--- PASSAGE FOURNI ---

Entrant, pour la première fois, dans le musée de l’Orangerie, à Paris (c’était en 1964), j’ai connu, le même jour, dans ce même lieu, deux expériences fondatrices ; la première est assez banale : l’appareil critique du musée permettait de comprendre, historiquement, la révolution impressionniste. L’adolescent que j’étais suivait les mots, regardait les tableaux, comprenait l’intérêt optique, le substrat scientifique, les effets plastiques… et il en était heureux. La deuxième est celle dont je parle… Dans la première salle, que j’ai regardée en dernier, était exposé « le joueur de fifre » de Manet. Rien de ce que je venais de lire ne s’appliquait à cette œuvre-là. Je restai devant elle, vide et démuni. Le fond ne me disait rien. Le personnage ne me disait rien. Sa posture ne me disait rien. L’air qu’il jouait m’était inconnu, inconnaissable et comme infiniment suspendu dans la lumière de fin d’après midi du musée. Les couleurs de ses vêtements me renvoyaient vers une époque encore proche et complètement dépassée… Le joueur de fifre a longtemps fait résonner en moi son silence et aujourd’hui encore, quand je le regarde, je reste suspendu à l’air que décidément il fait vibrer dans une mélodie décidément inaudible et inouïe...

--- ENTRÉES FOURNIES ---

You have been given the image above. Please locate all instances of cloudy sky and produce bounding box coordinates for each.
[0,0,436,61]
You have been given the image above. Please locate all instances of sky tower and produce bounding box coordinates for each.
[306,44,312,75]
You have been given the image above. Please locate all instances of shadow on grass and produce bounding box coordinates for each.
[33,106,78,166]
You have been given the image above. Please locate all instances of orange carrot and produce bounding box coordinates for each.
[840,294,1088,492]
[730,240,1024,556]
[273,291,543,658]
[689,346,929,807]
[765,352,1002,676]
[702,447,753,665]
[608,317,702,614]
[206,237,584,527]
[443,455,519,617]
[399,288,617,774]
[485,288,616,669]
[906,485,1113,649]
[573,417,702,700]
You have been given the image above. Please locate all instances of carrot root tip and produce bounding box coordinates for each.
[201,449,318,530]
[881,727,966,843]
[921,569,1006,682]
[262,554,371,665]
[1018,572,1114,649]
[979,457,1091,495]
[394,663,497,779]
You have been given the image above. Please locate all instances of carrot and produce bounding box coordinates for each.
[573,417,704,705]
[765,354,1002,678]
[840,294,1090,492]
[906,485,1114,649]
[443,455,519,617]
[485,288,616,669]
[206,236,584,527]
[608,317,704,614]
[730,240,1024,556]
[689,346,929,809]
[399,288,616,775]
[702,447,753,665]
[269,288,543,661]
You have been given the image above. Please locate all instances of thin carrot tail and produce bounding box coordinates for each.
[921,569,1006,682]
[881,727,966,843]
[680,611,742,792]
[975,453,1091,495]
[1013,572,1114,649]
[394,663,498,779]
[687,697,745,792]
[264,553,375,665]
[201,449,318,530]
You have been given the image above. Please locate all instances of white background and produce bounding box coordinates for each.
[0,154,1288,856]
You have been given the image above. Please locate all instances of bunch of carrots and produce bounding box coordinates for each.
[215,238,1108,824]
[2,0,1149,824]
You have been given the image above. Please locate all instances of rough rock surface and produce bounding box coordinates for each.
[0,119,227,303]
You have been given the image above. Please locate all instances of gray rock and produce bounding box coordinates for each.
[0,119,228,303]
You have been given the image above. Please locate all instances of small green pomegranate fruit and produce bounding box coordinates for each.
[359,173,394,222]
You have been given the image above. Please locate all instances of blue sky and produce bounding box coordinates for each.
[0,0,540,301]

---

VOS CONSIGNES
Donnez la suite du texte sur « le joueur de fifre » de Manet, en commençant juste après sa dernière phrase.

LA RÉPONSE
Quelques temps auparavant, j’avais acquis, à Londres, un petit ouvrage consacré aux miniatures persanes. Malgré les défauts de la reproduction, elles rendaient assez bien l’espace occupé par les œuvres représentées, leurs thématiques, leur organisation. Et j’aurais été, de toutes manières, incapable de juger alors de la qualité de restitution des couleurs, des valeurs et des matières du Mahomet à Médine, de la naissance de Tarmelan ou de deux cavaliers chassant… J’attribue la responsabilité de cet achat à Montesquieu dont la lecture des Lettres persanes m’avait taraudé lors de ma dernière année de collège. Comment pouvait-on, en effet, être Persan ? Comment pouvait-on ainsi représenter le monde, les corps, les paysages, les bâtiments, les animaux ? La scène de chasse fut le premier texte sur l’art que j’ai été amené à écrire tant le dépaysement était fort, tant j’avais besoin de me servir de mots pour sortir de l’insuffisance de moi-même. Et moi-même, comment pouvais-je être Persan ?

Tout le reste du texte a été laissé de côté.